Objective: Format the whole listing below as a two-column CSV headed instruction and answer, one row per item, with the text and its answer each in a quoted field and line breaks turned into spaces. Leave the pictures out.

Rows from a pointing dataset:
━━━━━━━━━━━━━━━━━━━━

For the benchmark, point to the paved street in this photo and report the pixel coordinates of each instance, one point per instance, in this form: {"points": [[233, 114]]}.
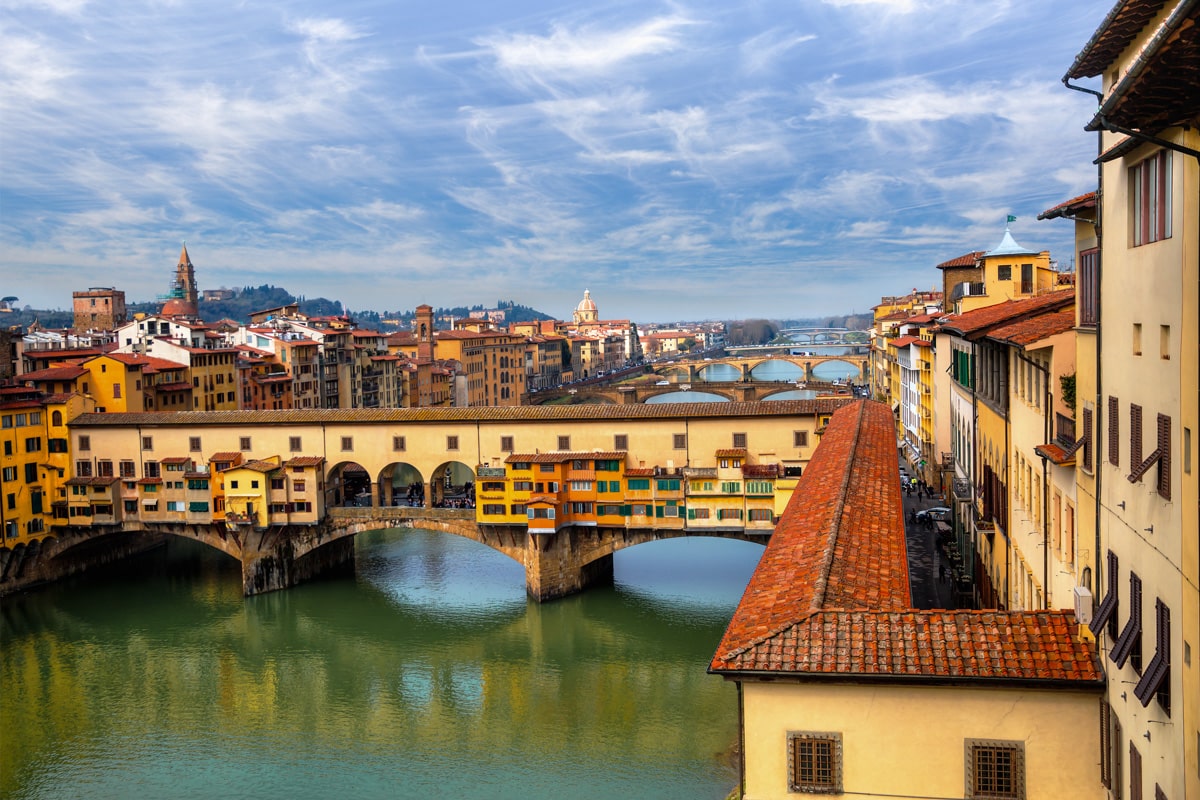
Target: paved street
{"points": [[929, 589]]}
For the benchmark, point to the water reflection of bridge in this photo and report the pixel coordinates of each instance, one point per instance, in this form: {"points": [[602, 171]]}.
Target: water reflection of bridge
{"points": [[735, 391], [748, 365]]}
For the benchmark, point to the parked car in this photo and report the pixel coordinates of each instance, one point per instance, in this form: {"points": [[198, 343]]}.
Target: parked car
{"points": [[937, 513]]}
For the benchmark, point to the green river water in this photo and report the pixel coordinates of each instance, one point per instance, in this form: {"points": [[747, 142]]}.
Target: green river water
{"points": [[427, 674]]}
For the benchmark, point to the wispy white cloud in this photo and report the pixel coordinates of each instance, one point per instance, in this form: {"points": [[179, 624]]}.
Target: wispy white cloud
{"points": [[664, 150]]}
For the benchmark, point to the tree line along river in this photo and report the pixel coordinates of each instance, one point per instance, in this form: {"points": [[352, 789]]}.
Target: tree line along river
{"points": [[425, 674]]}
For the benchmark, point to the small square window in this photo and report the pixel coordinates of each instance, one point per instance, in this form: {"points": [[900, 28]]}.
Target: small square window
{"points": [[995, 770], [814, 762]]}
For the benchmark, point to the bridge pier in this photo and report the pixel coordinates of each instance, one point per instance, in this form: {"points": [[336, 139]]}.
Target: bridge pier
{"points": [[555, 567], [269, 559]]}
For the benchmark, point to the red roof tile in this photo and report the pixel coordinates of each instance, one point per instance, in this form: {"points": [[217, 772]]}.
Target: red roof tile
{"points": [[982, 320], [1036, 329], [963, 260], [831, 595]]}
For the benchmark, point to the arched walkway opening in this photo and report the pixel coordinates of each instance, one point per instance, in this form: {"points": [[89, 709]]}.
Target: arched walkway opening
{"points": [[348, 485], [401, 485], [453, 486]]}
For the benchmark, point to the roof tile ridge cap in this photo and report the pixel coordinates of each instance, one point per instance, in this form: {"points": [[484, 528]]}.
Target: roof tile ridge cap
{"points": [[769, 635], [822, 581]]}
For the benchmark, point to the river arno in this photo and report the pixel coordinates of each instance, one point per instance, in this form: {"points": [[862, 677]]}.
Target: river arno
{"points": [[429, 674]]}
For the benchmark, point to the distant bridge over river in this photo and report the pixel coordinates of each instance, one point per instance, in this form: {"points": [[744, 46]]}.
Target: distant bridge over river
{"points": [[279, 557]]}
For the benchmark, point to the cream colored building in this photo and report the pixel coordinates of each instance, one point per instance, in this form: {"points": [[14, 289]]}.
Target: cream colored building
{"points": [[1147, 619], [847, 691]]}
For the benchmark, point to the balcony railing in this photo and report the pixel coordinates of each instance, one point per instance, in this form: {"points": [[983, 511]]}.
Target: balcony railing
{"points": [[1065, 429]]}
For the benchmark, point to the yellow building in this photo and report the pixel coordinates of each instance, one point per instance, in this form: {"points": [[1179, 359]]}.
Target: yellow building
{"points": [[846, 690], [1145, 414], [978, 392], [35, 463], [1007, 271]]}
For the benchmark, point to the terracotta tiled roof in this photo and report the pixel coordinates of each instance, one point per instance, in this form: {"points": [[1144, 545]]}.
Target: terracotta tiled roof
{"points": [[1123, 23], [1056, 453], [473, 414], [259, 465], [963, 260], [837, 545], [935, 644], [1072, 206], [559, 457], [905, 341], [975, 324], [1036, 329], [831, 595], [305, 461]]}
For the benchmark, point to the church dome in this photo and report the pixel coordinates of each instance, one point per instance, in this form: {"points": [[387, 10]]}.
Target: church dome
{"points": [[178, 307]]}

━━━━━━━━━━━━━━━━━━━━

Worked answer:
instruction,answer
"For the benchmark, point to the paved street in this photo and report the pixel coordinates of each instance, one point per instance, in this form: {""points"": [[233, 114]]}. Target: paved street","{""points"": [[929, 589]]}"
"For the benchmark, point to the water reflection of bridge in this photo and report the pixel coordinates of each instance, one point per instance, in this form: {""points"": [[602, 171]]}. Target: water reflection of bridge","{""points"": [[735, 391], [748, 365]]}"
"For the benchmark, point to the parked car in this photo and report the pixel coordinates of each instance, one point per instance, in this form: {""points"": [[198, 343]]}. Target: parked car","{""points"": [[937, 513]]}"
"For the benchmark, point to the green river water in this photo and report the pixel coordinates of each instance, one point per instance, in this form: {""points"": [[747, 142]]}. Target: green river water","{""points"": [[427, 674]]}"
"For the benchmark, point to the wispy white cloud in this photo and report the pixel coordinates of each instance, one point per instance, in this form: {""points"": [[179, 624]]}. Target: wispy white cloud","{""points"": [[664, 150]]}"
"For the benchmark, point to the tree line along river in this photo and report the pixel coordinates of each instance, one point per instance, in this form: {""points"": [[352, 789]]}. Target: tree line along river","{""points"": [[425, 674]]}"
"For the benchmark, point to the small square window in this photo and report the pixel coordinates of each instance, one point per instance, in this form: {""points"": [[900, 28]]}. Target: small square window","{""points"": [[995, 770], [814, 762]]}"
"For the benchmark, point to the bridge pier in this photo and report the pixel coordinates of each instance, one point per instance, in this form: {""points"": [[336, 139]]}. Target: bridge pier","{""points"": [[555, 567], [269, 559]]}"
"For the benchmark, point to the red roof tile in this photo and report the pixel coordinates of each instance, one point per instance, in this form: {""points"": [[217, 772]]}. Target: red roof tile","{""points"": [[982, 320], [1036, 329], [963, 260], [831, 595]]}"
"For the benchmark, point to the arched walkway opening in this photo and report the pixel coordinates of each instance, one point per instance, in this form: {""points"": [[89, 709]]}. Target: arched walkway opening","{""points"": [[348, 485], [401, 485], [453, 486]]}"
"For the benchmark, point to the roof tile ridge cap in this photo and report the pixel coordinates of each instance, one point per instance, in this form: {""points"": [[484, 528]]}. Target: roof tile ridge cap","{""points"": [[769, 635], [822, 581]]}"
"For the benchmark, point to the river arno in this photo and report the pixel coordinates of each instance, one point per instance, in this form: {""points"": [[862, 677]]}. Target: river arno","{""points"": [[429, 674]]}"
"For the benchmark, point to the distant bridge over river in this photo and report the pixel coordinates of each instance, one point per instance, in this form: {""points"": [[744, 46]]}. Target: distant bridge over river","{""points"": [[279, 557]]}"
"For the benchmark, point to the cream colored building in this photo and report the pixel coordinates of each instance, one point per instance, in this form: {""points"": [[14, 289]]}. Target: cream colored building","{""points"": [[1147, 619], [847, 691]]}"
"For the benchmark, point to the balcony railing in this photo and report the pixel coordinates of each instance, one point per instance, in this form: {""points"": [[983, 511]]}. Target: balcony railing","{""points"": [[1065, 429]]}"
"For the benchmark, point to the yellow building in this photo and report the pixel coordinates of each instance, one point per instance, in this form: {""points"": [[1179, 359]]}. Target: yellow building","{""points"": [[846, 690], [1145, 414], [978, 392], [35, 463], [1007, 271]]}"
"For the benchmark, point to the terracotta tiled roof in this photo and report the pixel coordinates of each instance, one point per instance, in this form: {""points"": [[1144, 545]]}. Target: terracotta tiled roof","{""points"": [[1123, 23], [1056, 453], [473, 414], [259, 465], [963, 260], [837, 545], [935, 644], [1072, 206], [559, 457], [905, 341], [975, 324], [1036, 329], [831, 595], [305, 461]]}"
"For the benchmark, point to the church dome in this photo and report the pixel coordinates of each instance, one point per instance, in this form: {""points"": [[387, 10]]}. Target: church dome","{""points"": [[178, 307]]}"